Directions: Copy out the items below, substituting "silhouette" for each occurrence of "mask" and leaving all other text unchanged.

Provided information:
# # # # #

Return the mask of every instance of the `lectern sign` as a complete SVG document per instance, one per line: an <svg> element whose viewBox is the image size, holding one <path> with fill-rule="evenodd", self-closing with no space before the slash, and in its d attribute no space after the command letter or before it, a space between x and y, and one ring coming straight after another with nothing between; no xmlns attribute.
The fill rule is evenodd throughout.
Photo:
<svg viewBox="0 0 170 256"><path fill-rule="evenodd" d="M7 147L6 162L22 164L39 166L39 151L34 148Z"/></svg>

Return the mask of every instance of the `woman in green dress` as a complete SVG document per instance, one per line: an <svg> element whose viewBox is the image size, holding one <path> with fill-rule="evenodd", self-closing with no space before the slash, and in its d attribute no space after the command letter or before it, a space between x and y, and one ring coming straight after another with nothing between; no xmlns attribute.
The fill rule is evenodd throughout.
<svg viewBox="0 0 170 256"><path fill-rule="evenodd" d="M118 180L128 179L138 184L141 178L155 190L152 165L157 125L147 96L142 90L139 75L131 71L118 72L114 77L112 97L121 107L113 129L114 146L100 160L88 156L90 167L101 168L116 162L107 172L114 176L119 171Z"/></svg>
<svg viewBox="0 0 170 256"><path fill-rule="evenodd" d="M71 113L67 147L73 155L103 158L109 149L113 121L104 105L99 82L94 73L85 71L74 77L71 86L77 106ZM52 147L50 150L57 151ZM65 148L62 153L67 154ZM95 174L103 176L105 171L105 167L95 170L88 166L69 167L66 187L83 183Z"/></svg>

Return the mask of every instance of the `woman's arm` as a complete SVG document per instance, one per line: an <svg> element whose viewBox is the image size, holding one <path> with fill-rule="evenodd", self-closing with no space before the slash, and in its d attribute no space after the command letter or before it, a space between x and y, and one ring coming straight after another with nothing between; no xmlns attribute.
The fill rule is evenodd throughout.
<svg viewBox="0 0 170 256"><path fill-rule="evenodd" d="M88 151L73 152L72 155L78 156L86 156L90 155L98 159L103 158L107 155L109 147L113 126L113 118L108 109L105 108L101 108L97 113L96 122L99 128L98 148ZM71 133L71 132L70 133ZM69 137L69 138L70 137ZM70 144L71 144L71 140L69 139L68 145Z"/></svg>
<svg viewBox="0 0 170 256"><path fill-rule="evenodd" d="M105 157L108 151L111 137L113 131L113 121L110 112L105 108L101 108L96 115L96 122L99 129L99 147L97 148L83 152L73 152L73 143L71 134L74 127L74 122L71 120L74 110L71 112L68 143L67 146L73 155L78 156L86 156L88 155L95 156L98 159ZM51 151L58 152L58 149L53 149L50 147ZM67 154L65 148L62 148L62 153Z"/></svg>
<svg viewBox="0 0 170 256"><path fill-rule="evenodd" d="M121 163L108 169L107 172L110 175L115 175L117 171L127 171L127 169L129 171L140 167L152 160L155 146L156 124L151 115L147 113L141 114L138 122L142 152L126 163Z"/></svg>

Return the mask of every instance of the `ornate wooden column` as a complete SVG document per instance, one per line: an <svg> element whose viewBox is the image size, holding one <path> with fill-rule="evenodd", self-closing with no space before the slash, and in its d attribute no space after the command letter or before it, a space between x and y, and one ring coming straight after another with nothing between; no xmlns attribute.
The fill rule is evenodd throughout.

# # # # #

Finished answer:
Return the silhouette of every instance of the `lectern sign` as a complete SVG document per instance, one per line: an <svg> element whose viewBox is the image size, holding one <path> with fill-rule="evenodd", self-closing with no space before the slash, and in its d attribute no space after the command letter or before it, a space between x and y, and one ring coming straight after another with nothing between; no xmlns attribute.
The fill rule is evenodd throughout.
Photo:
<svg viewBox="0 0 170 256"><path fill-rule="evenodd" d="M7 147L6 162L22 164L39 166L39 151L34 148Z"/></svg>

Return the silhouette of every instance of the `woman in green dress` as a complete SVG document per instance, one per line: an <svg> element whose viewBox is the image size, holding one <path> with fill-rule="evenodd", self-closing with no space before the slash, and in its d attribute no space after the command letter or before it, a space between x and y, and one ring coming straight after another with nothing between; no xmlns attribute.
The fill rule is evenodd throughout.
<svg viewBox="0 0 170 256"><path fill-rule="evenodd" d="M118 180L128 179L138 184L141 178L155 190L152 165L157 125L147 96L142 90L139 75L131 71L118 72L114 77L112 97L121 107L113 129L114 146L100 160L88 156L90 167L101 168L116 162L107 172L114 176L119 171Z"/></svg>
<svg viewBox="0 0 170 256"><path fill-rule="evenodd" d="M71 113L67 147L73 155L103 158L109 149L113 121L104 105L99 82L94 73L85 71L74 77L71 86L77 106ZM52 147L50 150L57 151ZM65 148L62 153L67 154ZM95 174L103 176L105 171L105 167L95 170L88 166L69 167L66 187L83 183Z"/></svg>

Return the silhouette of every instance of the `woman's arm` as a complete SVG document per instance, one per line: an <svg> element whose viewBox is the image size, holding one <path> with fill-rule="evenodd", self-closing with no space before the slash, and in its d attribute no space after the command letter or before it, a space between x and y, and one ring coming straight after another with nothing between; no xmlns attribute.
The fill rule is evenodd throughout.
<svg viewBox="0 0 170 256"><path fill-rule="evenodd" d="M88 151L73 152L72 155L78 156L86 156L90 155L98 159L103 158L107 155L109 147L113 126L113 118L108 109L105 108L101 108L97 113L96 122L99 128L98 148ZM71 133L71 132L70 133ZM69 137L69 138L70 137ZM70 144L71 144L71 140L69 139L68 145Z"/></svg>
<svg viewBox="0 0 170 256"><path fill-rule="evenodd" d="M105 157L108 151L111 137L113 131L113 121L110 112L105 108L101 108L96 115L96 122L99 129L99 147L97 148L83 152L73 152L73 143L71 134L74 127L74 122L71 120L74 110L71 112L68 143L67 146L73 155L78 156L86 156L88 155L95 156L98 159ZM51 151L58 152L58 149L53 149L50 147ZM67 154L65 148L62 148L62 153Z"/></svg>
<svg viewBox="0 0 170 256"><path fill-rule="evenodd" d="M121 163L108 169L107 172L110 175L115 175L117 171L127 171L127 169L129 171L140 167L152 160L155 146L156 124L151 115L147 113L141 114L138 122L142 152L126 163Z"/></svg>

Return the silhouette of every instance of the `ornate wooden column` as a complete SVG document per instance, one per line: an <svg> element whose viewBox is the image size, holding one <path> with fill-rule="evenodd", self-closing with no space before the slash, and in its d attribute no space after the command letter or before it, a space between x and y, and one ring coming straight after another with nothing between; no xmlns attribute.
The fill rule is evenodd throughout.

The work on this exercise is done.